Can you retype only the lines from the one with "mark: the train number marking" through the final line of the material, exactly as given?

* START Source data *

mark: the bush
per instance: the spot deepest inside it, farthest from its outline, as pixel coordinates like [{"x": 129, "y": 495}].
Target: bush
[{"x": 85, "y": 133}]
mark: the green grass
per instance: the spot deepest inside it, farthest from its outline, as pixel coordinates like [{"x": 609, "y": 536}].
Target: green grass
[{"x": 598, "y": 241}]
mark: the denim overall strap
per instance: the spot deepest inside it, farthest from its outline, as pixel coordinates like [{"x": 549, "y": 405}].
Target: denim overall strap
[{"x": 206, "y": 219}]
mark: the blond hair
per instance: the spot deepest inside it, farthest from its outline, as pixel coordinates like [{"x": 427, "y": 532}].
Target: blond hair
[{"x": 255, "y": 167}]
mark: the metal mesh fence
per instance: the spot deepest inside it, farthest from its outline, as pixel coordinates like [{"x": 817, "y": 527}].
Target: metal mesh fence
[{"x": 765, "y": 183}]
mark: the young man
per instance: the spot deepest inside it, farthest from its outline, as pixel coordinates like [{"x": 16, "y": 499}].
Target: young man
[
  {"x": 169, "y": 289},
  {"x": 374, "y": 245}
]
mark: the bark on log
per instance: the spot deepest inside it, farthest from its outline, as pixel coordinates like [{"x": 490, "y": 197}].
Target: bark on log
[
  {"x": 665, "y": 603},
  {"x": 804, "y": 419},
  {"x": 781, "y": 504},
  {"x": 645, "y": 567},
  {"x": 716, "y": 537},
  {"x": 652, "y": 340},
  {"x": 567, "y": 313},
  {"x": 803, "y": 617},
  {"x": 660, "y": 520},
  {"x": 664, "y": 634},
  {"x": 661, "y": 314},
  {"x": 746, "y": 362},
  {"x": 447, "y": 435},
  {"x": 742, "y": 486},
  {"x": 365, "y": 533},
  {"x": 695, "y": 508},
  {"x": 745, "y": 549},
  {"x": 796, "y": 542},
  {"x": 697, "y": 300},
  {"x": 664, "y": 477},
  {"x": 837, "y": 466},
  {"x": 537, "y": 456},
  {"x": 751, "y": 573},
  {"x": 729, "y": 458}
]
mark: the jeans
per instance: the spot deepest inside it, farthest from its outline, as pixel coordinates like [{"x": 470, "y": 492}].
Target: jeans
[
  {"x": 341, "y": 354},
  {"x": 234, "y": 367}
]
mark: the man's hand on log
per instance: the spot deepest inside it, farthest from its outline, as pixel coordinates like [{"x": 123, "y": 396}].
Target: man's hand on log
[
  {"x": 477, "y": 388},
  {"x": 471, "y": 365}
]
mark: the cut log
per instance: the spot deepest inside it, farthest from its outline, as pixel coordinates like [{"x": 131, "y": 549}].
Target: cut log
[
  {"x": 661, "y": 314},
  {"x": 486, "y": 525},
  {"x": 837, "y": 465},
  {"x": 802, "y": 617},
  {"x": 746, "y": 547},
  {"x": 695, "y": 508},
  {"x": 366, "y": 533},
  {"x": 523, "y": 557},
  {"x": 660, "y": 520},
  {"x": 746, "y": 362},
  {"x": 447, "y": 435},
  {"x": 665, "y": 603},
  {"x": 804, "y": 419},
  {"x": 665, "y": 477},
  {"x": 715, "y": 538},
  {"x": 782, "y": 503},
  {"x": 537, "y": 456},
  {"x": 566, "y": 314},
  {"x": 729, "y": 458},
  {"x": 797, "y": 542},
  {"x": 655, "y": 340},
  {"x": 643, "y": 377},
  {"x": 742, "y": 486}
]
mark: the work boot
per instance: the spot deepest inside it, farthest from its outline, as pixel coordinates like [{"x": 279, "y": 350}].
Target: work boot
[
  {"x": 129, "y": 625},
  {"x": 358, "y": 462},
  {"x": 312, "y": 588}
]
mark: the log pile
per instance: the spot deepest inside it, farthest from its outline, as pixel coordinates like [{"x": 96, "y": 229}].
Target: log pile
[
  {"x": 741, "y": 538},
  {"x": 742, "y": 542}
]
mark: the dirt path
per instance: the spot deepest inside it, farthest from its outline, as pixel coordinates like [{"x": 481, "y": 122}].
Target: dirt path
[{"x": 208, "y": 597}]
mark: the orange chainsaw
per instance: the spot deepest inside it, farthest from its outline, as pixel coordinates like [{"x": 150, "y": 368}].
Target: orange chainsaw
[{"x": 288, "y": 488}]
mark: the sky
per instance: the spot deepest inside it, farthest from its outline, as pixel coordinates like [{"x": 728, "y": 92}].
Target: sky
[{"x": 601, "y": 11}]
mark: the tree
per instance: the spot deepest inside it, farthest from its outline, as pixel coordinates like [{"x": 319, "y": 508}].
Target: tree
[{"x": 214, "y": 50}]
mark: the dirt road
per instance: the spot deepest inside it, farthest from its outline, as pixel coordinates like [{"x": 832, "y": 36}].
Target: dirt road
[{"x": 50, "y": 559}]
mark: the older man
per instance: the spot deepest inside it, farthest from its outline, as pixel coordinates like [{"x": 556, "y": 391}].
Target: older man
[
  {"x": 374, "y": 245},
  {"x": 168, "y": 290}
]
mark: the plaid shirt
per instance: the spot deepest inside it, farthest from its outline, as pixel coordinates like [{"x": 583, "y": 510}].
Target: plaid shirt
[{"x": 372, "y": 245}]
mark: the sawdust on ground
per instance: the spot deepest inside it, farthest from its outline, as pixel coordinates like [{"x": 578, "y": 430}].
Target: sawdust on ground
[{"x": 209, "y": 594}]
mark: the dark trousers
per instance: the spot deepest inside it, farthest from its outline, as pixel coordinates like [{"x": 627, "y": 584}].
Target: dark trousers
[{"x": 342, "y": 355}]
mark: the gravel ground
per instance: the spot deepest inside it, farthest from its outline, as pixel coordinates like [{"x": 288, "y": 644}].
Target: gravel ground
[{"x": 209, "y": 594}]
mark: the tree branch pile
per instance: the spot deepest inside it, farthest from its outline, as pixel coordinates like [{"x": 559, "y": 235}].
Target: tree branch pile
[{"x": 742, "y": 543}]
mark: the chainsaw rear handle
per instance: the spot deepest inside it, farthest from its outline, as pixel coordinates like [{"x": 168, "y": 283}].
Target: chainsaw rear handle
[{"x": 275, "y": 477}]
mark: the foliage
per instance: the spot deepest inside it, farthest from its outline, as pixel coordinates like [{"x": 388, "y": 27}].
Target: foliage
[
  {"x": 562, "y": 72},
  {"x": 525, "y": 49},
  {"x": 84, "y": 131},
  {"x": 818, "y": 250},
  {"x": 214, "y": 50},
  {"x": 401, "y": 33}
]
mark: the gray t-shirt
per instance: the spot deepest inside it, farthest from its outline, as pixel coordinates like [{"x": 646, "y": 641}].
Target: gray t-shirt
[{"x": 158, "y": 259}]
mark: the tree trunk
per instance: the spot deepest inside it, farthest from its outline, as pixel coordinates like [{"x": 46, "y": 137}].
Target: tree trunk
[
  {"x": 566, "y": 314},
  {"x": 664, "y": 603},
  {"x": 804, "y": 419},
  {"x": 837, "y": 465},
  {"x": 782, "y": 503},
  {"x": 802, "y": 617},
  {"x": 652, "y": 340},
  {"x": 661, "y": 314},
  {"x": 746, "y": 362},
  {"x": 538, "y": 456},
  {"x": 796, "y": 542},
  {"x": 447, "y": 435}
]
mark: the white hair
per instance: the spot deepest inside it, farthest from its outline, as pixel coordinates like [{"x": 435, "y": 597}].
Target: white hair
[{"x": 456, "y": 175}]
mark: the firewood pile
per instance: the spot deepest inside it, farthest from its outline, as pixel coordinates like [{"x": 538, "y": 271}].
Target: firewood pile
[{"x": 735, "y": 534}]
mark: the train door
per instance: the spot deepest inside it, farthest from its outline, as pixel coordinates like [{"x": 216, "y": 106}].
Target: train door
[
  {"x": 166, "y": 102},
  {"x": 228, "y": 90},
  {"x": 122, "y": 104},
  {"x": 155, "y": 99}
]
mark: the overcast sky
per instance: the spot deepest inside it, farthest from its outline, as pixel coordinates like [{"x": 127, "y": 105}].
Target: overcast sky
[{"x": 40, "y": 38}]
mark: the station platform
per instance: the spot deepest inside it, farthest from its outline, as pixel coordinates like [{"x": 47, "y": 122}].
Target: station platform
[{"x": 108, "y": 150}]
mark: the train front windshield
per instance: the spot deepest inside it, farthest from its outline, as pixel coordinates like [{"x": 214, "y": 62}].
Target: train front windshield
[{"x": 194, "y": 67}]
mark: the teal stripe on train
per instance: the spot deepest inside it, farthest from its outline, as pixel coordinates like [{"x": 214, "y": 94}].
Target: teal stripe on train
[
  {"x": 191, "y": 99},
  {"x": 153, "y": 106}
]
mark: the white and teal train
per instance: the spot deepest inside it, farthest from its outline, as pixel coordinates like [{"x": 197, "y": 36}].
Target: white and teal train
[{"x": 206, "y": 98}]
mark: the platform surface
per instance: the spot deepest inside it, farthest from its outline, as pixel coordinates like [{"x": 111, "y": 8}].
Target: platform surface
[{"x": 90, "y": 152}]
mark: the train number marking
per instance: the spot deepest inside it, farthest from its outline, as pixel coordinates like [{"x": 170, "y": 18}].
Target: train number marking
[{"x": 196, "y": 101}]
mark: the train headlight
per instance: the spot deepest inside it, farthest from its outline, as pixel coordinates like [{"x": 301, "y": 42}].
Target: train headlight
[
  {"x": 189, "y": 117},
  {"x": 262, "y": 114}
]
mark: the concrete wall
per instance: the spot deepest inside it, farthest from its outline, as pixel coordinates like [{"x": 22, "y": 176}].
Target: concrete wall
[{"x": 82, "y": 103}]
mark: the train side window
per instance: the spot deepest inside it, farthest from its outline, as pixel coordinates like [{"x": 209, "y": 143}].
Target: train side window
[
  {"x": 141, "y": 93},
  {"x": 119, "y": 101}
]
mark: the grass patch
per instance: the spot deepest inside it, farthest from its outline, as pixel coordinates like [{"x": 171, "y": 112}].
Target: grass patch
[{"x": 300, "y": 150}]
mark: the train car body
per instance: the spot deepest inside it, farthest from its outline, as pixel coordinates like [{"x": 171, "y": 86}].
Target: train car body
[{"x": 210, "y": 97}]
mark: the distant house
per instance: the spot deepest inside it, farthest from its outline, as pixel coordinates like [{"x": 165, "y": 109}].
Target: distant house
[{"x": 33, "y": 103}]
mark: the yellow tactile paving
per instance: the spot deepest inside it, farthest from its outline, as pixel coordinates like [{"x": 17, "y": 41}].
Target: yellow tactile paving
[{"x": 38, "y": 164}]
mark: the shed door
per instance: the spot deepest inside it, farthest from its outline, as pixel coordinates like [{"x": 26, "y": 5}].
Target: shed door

* END Source data *

## Response for this exercise:
mark: the train number marking
per instance: the spot deepest inside it, farthest from its outline, as pixel coordinates like [{"x": 170, "y": 18}].
Target: train number marking
[{"x": 196, "y": 101}]
mark: the train headlight
per instance: the spot deepest inside it, farthest from its outline, as pixel coordinates like [{"x": 301, "y": 42}].
Target: train headlight
[
  {"x": 189, "y": 117},
  {"x": 262, "y": 114}
]
mark: the concrete wall
per instance: the spot deepest inside it, farthest from its outline, as pixel coordinates like [{"x": 22, "y": 176}].
Target: concrete wall
[{"x": 82, "y": 103}]
mark: the train side window
per instance: the spot deepest inside it, farthest from its outline, as pixel coordinates like [{"x": 209, "y": 143}].
Target: train side window
[
  {"x": 141, "y": 93},
  {"x": 119, "y": 101}
]
mark: the grass patch
per instance: the spot deepest inside it, farthest from its outline, as pixel coordinates like [{"x": 171, "y": 112}].
Target: grass patch
[{"x": 300, "y": 150}]
mark: the train car body
per instance: the spot deepest inside it, farthest from its outline, as pixel coordinates like [{"x": 171, "y": 86}].
Target: train car body
[{"x": 210, "y": 97}]
mark: the distant house
per instance: the spot deepest inside it, farthest from its outline, as pixel coordinates like [{"x": 165, "y": 109}].
Target: distant house
[{"x": 33, "y": 103}]
mark: the yellow tactile paving
per instance: the spot deepest inside it, farthest from its outline, as pixel coordinates like [{"x": 17, "y": 41}].
Target: yellow tactile paving
[{"x": 38, "y": 164}]
mark: the shed door
per instance: the spot deepest inside it, farthest from its outline, as pixel coordinates like [{"x": 26, "y": 5}].
Target: shed door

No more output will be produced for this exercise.